### DOCUMENT
○ ○ ○ ○ ○ ○ ○

# High Mileage BMW Drivers out there



## wicked (Sep 24, 2017)

Check your differential/s for leaks! If you can't, have the mechanic check on your next visit.


----------



## peteyvavs (Nov 18, 2015)

wicked said:


> Check your differential/s for leaks! If you can't, have the mechanic check on your next visit.


High mileage any car will take its toll on any car.


----------



## Pax Collector (Feb 18, 2018)

I didn't know high mileage was an option in a BMW :roflmao:


----------



## peteyvavs (Nov 18, 2015)

Pax Collector said:


> I didn't know high mileage was an option in a BMW :roflmao:


BMW, in the shop more then on the road.


----------



## wicked (Sep 24, 2017)

Just top off the fluid with your oil change. Mine is only 172,000 miles :smiles. In my Honda it was the power steering leaking onto the control arm and sway bar at 280,000 miles. 

Better to know and address than wait for the diff to blow up.

-resolved


----------



## mbd (Aug 27, 2018)

In the hood BMW is called 
Black Man Walking??
If you want to be beat up in the hood, just repeat what I just posted


----------



## uberdriverfornow (Jan 10, 2016)

bmw's and high mileage do not belong in the same sentence


----------



## wicked (Sep 24, 2017)

○ ○ ○ ○ ○ ○ ○

### RECORDS SUPPLIED
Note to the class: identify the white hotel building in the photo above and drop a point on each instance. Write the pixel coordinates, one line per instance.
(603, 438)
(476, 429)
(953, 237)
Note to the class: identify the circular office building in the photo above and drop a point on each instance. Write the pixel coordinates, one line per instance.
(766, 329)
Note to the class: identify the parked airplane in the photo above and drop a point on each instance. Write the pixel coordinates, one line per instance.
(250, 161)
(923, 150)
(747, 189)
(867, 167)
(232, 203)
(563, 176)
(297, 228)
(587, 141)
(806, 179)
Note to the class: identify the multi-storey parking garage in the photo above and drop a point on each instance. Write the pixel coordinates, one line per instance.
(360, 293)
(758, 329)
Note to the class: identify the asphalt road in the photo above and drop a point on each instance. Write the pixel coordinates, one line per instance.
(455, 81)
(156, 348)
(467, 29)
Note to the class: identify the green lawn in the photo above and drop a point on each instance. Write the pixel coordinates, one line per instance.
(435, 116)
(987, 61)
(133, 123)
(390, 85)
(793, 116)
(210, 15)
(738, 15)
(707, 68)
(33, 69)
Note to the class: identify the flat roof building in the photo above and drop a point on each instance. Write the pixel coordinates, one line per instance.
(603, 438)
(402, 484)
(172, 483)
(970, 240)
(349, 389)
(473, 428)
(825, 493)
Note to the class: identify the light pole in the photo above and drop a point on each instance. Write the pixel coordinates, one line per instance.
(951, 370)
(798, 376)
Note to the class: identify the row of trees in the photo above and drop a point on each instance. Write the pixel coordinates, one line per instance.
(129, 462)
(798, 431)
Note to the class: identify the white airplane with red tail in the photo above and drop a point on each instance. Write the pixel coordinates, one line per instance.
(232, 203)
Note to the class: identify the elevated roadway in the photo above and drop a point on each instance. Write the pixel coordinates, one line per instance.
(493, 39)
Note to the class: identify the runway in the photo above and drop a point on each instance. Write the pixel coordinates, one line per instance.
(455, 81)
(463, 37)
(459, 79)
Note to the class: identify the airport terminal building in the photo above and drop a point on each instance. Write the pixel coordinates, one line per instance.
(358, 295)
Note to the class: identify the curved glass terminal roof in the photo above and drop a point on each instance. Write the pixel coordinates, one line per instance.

○ ○ ○ ○ ○ ○ ○

### WORK INSTRUCTIONS
**1)** In the thread on high-mileage BMWs, why does wicked advise keeping an eye on the differential and topping off its fluid? Answer in one to three sentences.
**2)** Answer these questions from the thread on high-mileage BMWs:
(a) What does wicked first tell drivers to check for leaks?
(b) How many miles does wicked say their own car has?
(c) On wicked's Honda, what was leaking, and at what mileage?
**3)** In the BMW thread, switch "hood" to "neighborhood" and write out the passage from "In the hood BMW" up to and including "(Jan 10, 2016)".

### RESPONSE LIST
**1)** wicked says it is better to know about a leak and address it than to wait for the differential to blow up.

**2)**
(a) The differential or differentials.
(b) 172,000 miles.
(c) The power steering was leaking onto the control arm and sway bar, at 280,000 miles.

**3)**
In the neighborhood BMW is called 
Black Man Walking??
If you want to be beat up in the neighborhood, just repeat what I just posted


----------



## uberdriverfornow (Jan 10, 2016)